My Macro Tracking Advice
In the last year I’ve weighed and measured my food most of the time, and I’ve actually enjoyed it. I know counting and tracking isn’t for everyone. It 100% is right for me in this season, but that doesn’t mean it’s the way to go for you now, or even ever. And that’s okay. If you do want to track – and if you made it this far I’m assuming you’re keen on the idea, or at least curious – here are a few pointers based on my year of experience.
- Let go of perfection. Macro targets are guidelines and ballparks. Be flexible and show yourself grace. Imperfect consistency wins over sporadic perfection any day. If you find yourself obsessing about the numbers and feeling very negative about the whole thing, maybe tracking isn’t a good fit for you. Take a break from it and come back to it at a different stage in your life, or not at all.
- Prioritize protein and calorie targets. Carbs and fats are easy to come by and of lesser concern overall, but protein can be a bit trickier. For some ideas, check out my go-to protein sources. And, of course, calories are still king. Focusing on just 2 goal numbers, at least to start, can be less intimidating than all 4!

TRY IT -
Reproduce the macro tracking advice above word for word, from its title to its final line.

(Collected data entries)
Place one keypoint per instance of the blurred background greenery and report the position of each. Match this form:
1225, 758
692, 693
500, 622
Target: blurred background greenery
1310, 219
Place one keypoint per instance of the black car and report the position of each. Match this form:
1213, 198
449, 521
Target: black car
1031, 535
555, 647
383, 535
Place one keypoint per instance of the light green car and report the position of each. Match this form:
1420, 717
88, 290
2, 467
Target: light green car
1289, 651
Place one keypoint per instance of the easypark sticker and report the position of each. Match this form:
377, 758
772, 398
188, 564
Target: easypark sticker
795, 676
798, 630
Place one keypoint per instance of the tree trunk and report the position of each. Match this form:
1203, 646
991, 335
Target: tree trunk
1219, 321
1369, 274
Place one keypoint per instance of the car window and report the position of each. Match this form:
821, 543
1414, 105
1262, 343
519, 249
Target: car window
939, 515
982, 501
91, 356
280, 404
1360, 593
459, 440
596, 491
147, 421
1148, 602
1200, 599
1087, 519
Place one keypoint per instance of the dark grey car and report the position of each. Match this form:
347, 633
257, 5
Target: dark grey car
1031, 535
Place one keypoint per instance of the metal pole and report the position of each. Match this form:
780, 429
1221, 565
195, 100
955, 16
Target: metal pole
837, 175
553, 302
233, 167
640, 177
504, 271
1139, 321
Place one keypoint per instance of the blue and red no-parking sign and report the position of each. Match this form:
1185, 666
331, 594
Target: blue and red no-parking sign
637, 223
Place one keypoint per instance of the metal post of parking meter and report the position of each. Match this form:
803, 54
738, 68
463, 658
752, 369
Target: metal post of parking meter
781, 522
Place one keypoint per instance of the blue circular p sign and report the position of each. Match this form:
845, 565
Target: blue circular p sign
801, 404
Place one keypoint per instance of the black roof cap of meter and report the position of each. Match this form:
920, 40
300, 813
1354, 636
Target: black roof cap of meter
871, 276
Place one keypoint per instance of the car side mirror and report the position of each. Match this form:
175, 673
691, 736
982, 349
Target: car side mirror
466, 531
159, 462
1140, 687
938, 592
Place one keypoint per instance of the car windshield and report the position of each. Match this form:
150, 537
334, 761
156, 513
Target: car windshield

EXERCISE RESPONSE -
My Macro Tracking Advice
In the last year I’ve weighed and measured my food most of the time, and I’ve actually enjoyed it. I know counting and tracking isn’t for everyone. It 100% is right for me in this season, but that doesn’t mean it’s the way to go for you now, or even ever. And that’s okay. If you do want to track – and if you made it this far I’m assuming you’re keen on the idea, or at least curious – here are a few pointers based on my year of experience.
- Let go of perfection. Macro targets are guidelines and ballparks. Be flexible and show yourself grace. Imperfect consistency wins over sporadic perfection any day. If you find yourself obsessing about the numbers and feeling very negative about the whole thing, maybe tracking isn’t a good fit for you. Take a break from it and come back to it at a different stage in your life, or not at all.
- Prioritize protein and calorie targets. Carbs and fats are easy to come by and of lesser concern overall, but protein can be a bit trickier. For some ideas, check out my go-to protein sources. And, of course, calories are still king. Focusing on just 2 goal numbers, at least to start, can be less intimidating than all 4!